The Court had marked the case "Final Final Final" and our client advised, in the middle of Jury Selection, that she will be in Gambia, West Africa for the week of the trial due to a death in her family. Our application to disband the selected panel was denied by the Administrative Judge, indicating the defendant voluntarily left the jurisdiction to attend the funeral of a cousin and not an immediate family member. Now what -- is our liability defense sunk?
SKYPE to the rescue is the answer. A motion in limine was made to the trial Judge to allow the client to testify via SKYPE from Gambia. Among the points made in our brief in support of the SKYPE testimony were the following:
1. The U.S. Supreme Court has held that live testimony via one-way closed-circuit television is permissible under the federal Constitution, provided there was an individualized determination that denial of "physical, face-to-face confrontation" was "necessary to further an important public policy" and "the reliability of the testimony" was "otherwise assured." Maryland v. Craig, 497 U.S. 836 (1990). The New York Court of Appeals in People v. Cintron 75 N.Y.2d 249 (1990) upheld the use of two-way televised testimony of a vulnerable child witness and concluded that there was no violation of the criminal defendant's rights under either the federal or state Constitution.

==============================

- Requirement -
Write out the passage about remote trial testimony between "SKYPE to the" and "or state Constitution.", inclusive, and replace "SKYPE" with "video link" throughout. The lines that come next have nothing to do with the work on the passage about remote trial testimony.

==============================

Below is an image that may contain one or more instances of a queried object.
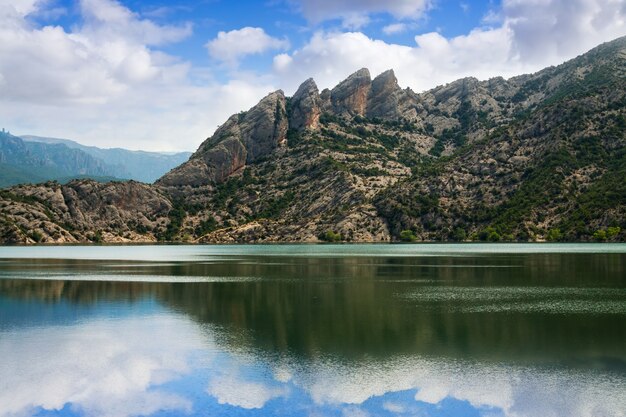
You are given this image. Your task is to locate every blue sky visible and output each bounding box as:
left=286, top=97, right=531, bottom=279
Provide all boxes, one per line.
left=0, top=0, right=626, bottom=150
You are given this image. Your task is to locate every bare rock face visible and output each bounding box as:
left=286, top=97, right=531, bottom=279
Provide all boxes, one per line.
left=157, top=90, right=288, bottom=187
left=0, top=180, right=172, bottom=243
left=289, top=78, right=322, bottom=130
left=367, top=70, right=416, bottom=120
left=240, top=90, right=288, bottom=163
left=330, top=68, right=372, bottom=116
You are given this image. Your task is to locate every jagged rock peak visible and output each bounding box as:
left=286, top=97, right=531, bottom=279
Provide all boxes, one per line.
left=289, top=78, right=322, bottom=130
left=157, top=90, right=288, bottom=186
left=330, top=68, right=372, bottom=116
left=372, top=69, right=398, bottom=88
left=366, top=69, right=417, bottom=120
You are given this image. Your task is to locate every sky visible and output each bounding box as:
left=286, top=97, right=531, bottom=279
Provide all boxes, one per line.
left=0, top=0, right=626, bottom=151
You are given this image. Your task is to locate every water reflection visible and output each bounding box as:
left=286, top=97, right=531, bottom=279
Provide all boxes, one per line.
left=0, top=245, right=626, bottom=417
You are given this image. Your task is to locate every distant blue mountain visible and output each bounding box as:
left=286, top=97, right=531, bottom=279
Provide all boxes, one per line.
left=21, top=136, right=191, bottom=183
left=0, top=130, right=125, bottom=187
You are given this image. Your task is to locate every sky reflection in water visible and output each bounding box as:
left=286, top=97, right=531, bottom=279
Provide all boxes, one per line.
left=0, top=244, right=626, bottom=417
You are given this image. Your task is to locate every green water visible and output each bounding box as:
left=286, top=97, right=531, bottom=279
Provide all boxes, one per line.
left=0, top=244, right=626, bottom=416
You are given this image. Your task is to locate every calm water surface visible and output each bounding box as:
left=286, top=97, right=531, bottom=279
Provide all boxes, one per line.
left=0, top=244, right=626, bottom=417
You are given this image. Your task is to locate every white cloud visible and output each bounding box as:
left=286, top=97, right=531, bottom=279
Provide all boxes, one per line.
left=0, top=316, right=204, bottom=417
left=206, top=27, right=289, bottom=65
left=0, top=0, right=274, bottom=150
left=274, top=0, right=626, bottom=91
left=294, top=0, right=432, bottom=23
left=383, top=23, right=408, bottom=35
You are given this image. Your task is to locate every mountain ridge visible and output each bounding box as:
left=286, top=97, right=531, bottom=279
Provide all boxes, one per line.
left=20, top=135, right=191, bottom=183
left=0, top=38, right=626, bottom=242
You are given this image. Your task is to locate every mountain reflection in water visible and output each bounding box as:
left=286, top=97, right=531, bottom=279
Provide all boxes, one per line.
left=0, top=244, right=626, bottom=416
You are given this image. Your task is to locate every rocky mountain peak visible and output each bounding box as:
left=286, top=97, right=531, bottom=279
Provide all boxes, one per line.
left=289, top=78, right=322, bottom=130
left=157, top=90, right=288, bottom=186
left=330, top=68, right=372, bottom=116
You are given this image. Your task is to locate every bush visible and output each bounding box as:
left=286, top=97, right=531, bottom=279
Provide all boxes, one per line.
left=322, top=230, right=341, bottom=242
left=546, top=229, right=563, bottom=242
left=593, top=229, right=606, bottom=242
left=400, top=230, right=417, bottom=242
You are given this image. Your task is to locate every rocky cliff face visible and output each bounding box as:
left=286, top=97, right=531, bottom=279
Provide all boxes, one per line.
left=157, top=90, right=288, bottom=187
left=0, top=180, right=172, bottom=243
left=0, top=38, right=626, bottom=242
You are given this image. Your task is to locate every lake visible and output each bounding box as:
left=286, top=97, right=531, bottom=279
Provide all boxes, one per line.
left=0, top=244, right=626, bottom=417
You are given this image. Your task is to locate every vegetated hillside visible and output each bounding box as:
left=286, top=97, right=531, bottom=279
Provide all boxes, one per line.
left=21, top=135, right=191, bottom=183
left=0, top=130, right=123, bottom=187
left=0, top=38, right=626, bottom=242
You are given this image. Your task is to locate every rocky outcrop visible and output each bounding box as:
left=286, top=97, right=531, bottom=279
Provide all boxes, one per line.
left=0, top=38, right=626, bottom=243
left=366, top=70, right=417, bottom=120
left=289, top=78, right=322, bottom=130
left=0, top=180, right=172, bottom=243
left=330, top=68, right=372, bottom=116
left=157, top=90, right=288, bottom=187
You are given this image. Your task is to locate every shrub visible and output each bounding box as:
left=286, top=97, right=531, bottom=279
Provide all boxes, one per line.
left=400, top=230, right=417, bottom=242
left=322, top=230, right=341, bottom=242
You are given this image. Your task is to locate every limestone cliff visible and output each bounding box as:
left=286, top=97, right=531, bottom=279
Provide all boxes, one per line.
left=0, top=38, right=626, bottom=243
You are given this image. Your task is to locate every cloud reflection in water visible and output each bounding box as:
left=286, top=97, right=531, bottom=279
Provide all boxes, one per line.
left=0, top=312, right=626, bottom=417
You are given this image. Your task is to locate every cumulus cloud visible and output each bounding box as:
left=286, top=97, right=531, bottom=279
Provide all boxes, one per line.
left=294, top=0, right=431, bottom=23
left=0, top=0, right=274, bottom=150
left=274, top=0, right=626, bottom=91
left=383, top=23, right=408, bottom=35
left=206, top=27, right=289, bottom=65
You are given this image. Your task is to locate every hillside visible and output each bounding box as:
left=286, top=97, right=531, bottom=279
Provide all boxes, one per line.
left=0, top=38, right=626, bottom=242
left=21, top=135, right=191, bottom=183
left=0, top=131, right=124, bottom=187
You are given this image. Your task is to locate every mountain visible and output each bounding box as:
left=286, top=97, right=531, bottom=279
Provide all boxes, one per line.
left=0, top=131, right=123, bottom=187
left=21, top=135, right=191, bottom=183
left=0, top=38, right=626, bottom=242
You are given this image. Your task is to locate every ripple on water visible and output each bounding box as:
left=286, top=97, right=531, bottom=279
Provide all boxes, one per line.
left=397, top=287, right=626, bottom=315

==============================

- Worked solution -
video link to the rescue is the answer. A motion in limine was made to the trial Judge to allow the client to testify via video link from Gambia. Among the points made in our brief in support of the video link testimony were the following:
1. The U.S. Supreme Court has held that live testimony via one-way closed-circuit television is permissible under the federal Constitution, provided there was an individualized determination that denial of "physical, face-to-face confrontation" was "necessary to further an important public policy" and "the reliability of the testimony" was "otherwise assured." Maryland v. Craig, 497 U.S. 836 (1990). The New York Court of Appeals in People v. Cintron 75 N.Y.2d 249 (1990) upheld the use of two-way televised testimony of a vulnerable child witness and concluded that there was no violation of the criminal defendant's rights under either the federal or state Constitution.